§ Kaynak metinden alıntı:
"""

4 Aralık 2024, Çarşamba
spot_img
Ana SayfaTHY EUROLEAGUEPace&Space Hegemonyası | 2 - Şutun Önemi

Pace&Space Hegemonyası | 2 – Şutun Önemi

Pace&spacing’in tempo dışındaki en önemli unsuru şutör bir takıma sahip olmaktır. Çünkü gerekli alan yaratıldığında üçlük atış bulmak çok büyük bir avantaj haline gelmiştir. Üçlüğü bir alternatif olarak görmek yerine oyunun ana karakteri haline dönüştüren takımların tempolu oyunda yaptıkları alan paylaşımı şutörün yüzdesini ve maçın skorunu büyük ölçüde belirlemektedir. Bu nedenle “şut” ayrıca incelenmesi gereken bir göstergedir.

Ne kadar net ribaund çekseniz ve hızlı oynayıp direkt potaya akın etseniz bile bütün bir maçı dış şut bulmadan tamamlamanız pek olası değil. Gardlarınız ne kadar delici olursa olsun dış şut sorunu yaşıyorsanız çözülmesi kolay bir takım haline gelirsiniz. Bu nedenle sadece kısalar değil, uzunlardan da şut beklenmesiyle bitiriciliğin önemi artmış durumda. Bu bağlamda alan paylaşımının en önemli ayağı şut tehdidi oluşturabilmektir. Bir takımın ne kadar fazla şut tehdidi olan oyuncusu varsa rakibin yardım savunması o kadar aksayacak demektir. İkili oyun sonrası uzunun devrilmesi veya kısanın direkt potaya gidebilmesi, forvetleri riske edilemeyecek takımlar için çok daha kolay olmaktadır. Bu nedenle son dönemde tempolu basketbolda şutör kısaların, yarı sahada pota altında etkili olan yavaş oyunculara tercih edilmesi gibi bir durum ortaya çıkmıştır.

"""

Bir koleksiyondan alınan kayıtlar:
"""

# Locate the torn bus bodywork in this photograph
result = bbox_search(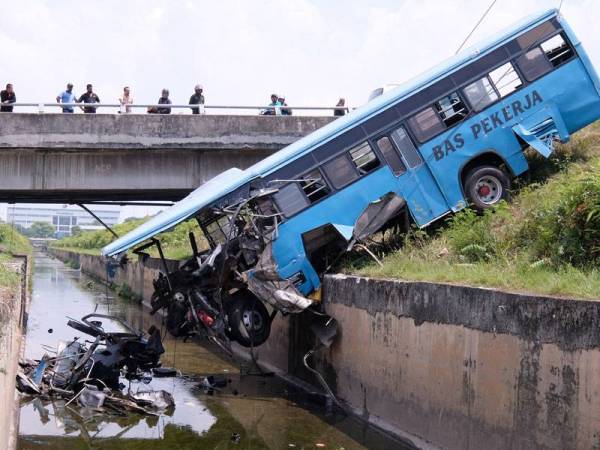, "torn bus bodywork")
[102,10,600,346]
[129,188,405,352]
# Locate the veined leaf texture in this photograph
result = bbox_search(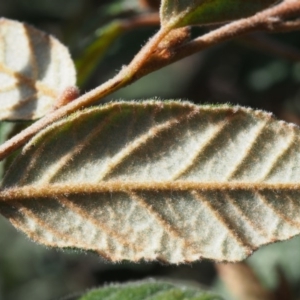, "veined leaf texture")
[0,101,300,263]
[0,18,76,120]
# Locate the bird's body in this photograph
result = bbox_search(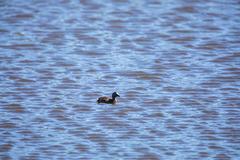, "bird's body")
[97,92,120,104]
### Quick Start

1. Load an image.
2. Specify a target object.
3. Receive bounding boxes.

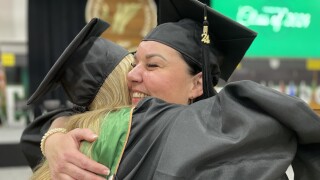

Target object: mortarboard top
[143,0,257,98]
[27,18,129,107]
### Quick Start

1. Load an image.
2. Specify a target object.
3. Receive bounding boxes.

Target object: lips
[131,92,149,105]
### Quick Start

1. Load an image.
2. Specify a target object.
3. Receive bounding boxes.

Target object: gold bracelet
[40,128,67,156]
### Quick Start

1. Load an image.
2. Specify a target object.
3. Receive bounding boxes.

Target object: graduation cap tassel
[201,5,210,44]
[201,5,215,98]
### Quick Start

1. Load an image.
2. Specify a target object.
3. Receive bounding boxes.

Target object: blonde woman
[29,19,133,179]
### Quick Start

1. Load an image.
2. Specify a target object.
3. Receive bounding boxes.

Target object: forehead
[135,41,181,60]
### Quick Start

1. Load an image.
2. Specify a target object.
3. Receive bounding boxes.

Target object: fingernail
[103,169,110,175]
[92,134,98,139]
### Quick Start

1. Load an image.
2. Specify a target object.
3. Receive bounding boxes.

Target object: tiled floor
[0,127,293,180]
[0,166,32,180]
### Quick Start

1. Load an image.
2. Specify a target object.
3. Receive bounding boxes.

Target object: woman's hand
[45,128,110,180]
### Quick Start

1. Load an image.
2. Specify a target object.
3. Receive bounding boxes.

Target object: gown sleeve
[118,81,320,180]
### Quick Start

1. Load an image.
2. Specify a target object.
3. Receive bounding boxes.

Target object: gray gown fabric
[21,81,320,180]
[118,81,320,180]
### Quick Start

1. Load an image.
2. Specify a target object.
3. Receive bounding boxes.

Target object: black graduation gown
[22,81,320,180]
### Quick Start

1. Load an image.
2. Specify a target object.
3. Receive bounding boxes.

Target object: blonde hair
[31,54,133,180]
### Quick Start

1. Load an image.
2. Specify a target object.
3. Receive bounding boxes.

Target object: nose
[128,64,143,83]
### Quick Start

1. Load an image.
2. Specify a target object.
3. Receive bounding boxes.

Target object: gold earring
[189,97,193,104]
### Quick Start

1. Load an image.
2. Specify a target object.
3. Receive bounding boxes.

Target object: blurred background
[0,0,320,179]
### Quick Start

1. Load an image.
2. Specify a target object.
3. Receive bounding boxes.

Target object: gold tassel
[201,5,210,44]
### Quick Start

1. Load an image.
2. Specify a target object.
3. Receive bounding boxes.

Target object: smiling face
[128,41,203,104]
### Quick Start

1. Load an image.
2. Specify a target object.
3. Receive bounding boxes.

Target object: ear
[189,72,203,99]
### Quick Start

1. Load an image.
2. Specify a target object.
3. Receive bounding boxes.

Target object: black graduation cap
[27,18,129,107]
[143,0,257,98]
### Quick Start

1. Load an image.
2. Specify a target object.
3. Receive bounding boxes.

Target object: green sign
[211,0,320,58]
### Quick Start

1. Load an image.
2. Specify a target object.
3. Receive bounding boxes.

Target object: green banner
[211,0,320,58]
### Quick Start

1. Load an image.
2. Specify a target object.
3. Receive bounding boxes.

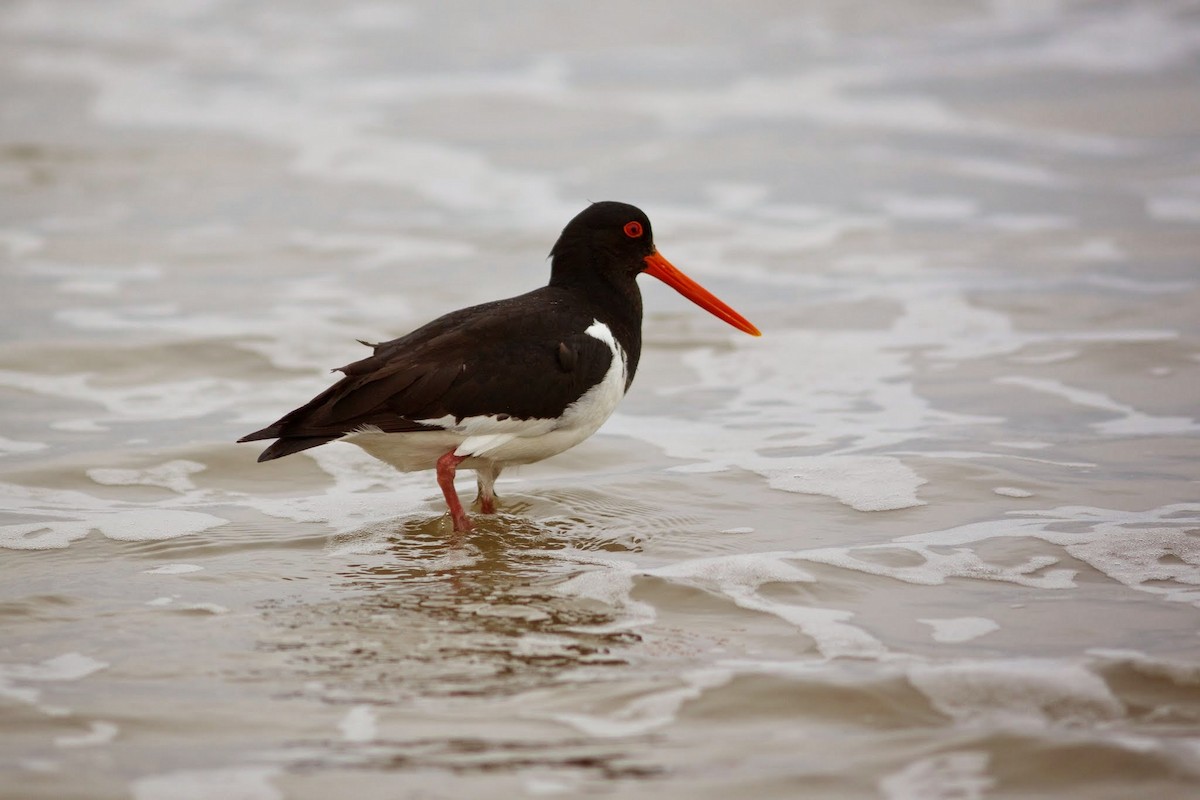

"""

§ İstekler:
**1)** Lütfen basketbol yazısının "Ne kadar net" ifadesinden başlayıp "durum ortaya çıkmıştır." ifadesine kadar (bu ifade de dahil) olan kısmını birebir çoğaltın.
**2)** Basketbol yazısına göre pace&spacing'in tempo dışındaki en önemli unsuru nedir?

§ Alıştırma yanıtları:
**1)**
Ne kadar net ribaund çekseniz ve hızlı oynayıp direkt potaya akın etseniz bile bütün bir maçı dış şut bulmadan tamamlamanız pek olası değil. Gardlarınız ne kadar delici olursa olsun dış şut sorunu yaşıyorsanız çözülmesi kolay bir takım haline gelirsiniz. Bu nedenle sadece kısalar değil, uzunlardan da şut beklenmesiyle bitiriciliğin önemi artmış durumda. Bu bağlamda alan paylaşımının en önemli ayağı şut tehdidi oluşturabilmektir. Bir takımın ne kadar fazla şut tehdidi olan oyuncusu varsa rakibin yardım savunması o kadar aksayacak demektir. İkili oyun sonrası uzunun devrilmesi veya kısanın direkt potaya gidebilmesi, forvetleri riske edilemeyecek takımlar için çok daha kolay olmaktadır. Bu nedenle son dönemde tempolu basketbolda şutör kısaların, yarı sahada pota altında etkili olan yavaş oyunculara tercih edilmesi gibi bir durum ortaya çıkmıştır.

**2)** Şutör bir takıma sahip olmak.